Rescale the rows from the line containing "Detect all occurrences of colorful rug here." through the line containing "Detect all occurrences of window here.", both ends included, and give only those lines again, requests too. Multiply each bounding-box coordinate by 0.9 and round it to a whole number, with halves rounding up, and leave everything else unchanged.

### EXERCISE INPUTS

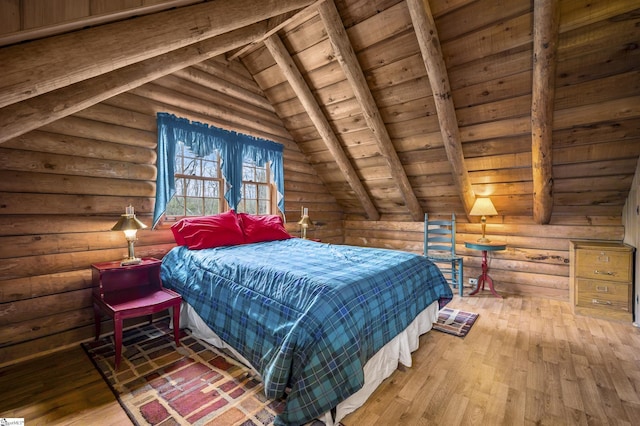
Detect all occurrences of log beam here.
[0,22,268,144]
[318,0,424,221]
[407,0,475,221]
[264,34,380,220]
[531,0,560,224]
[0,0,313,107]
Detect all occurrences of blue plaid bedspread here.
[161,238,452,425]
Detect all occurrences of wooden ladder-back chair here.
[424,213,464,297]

######
### EXERCISE INPUTS

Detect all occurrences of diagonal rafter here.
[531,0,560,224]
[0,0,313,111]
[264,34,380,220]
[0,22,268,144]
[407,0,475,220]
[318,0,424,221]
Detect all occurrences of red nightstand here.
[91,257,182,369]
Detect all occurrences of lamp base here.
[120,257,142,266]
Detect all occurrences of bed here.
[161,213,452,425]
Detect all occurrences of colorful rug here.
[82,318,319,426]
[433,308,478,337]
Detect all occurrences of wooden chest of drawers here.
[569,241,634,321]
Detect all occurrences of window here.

######
### EXERCISE INPUTS

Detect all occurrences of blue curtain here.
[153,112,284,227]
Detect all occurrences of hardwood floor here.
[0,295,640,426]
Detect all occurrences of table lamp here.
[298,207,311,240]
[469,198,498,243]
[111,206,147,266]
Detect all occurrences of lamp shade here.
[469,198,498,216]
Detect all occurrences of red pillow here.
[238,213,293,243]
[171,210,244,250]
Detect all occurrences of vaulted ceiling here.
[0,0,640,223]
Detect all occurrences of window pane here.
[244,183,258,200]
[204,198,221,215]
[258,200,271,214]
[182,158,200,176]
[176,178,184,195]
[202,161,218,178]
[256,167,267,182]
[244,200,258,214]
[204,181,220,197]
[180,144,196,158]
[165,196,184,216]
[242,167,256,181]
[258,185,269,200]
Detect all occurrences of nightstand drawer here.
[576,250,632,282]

######

• _TASK SOLUTION_:
Detect all occurrences of colorful rug here.
[74,286,287,383]
[390,277,430,303]
Detect all occurrences of wooden chest of drawers here.
[512,217,571,289]
Detect all occurrences of window here.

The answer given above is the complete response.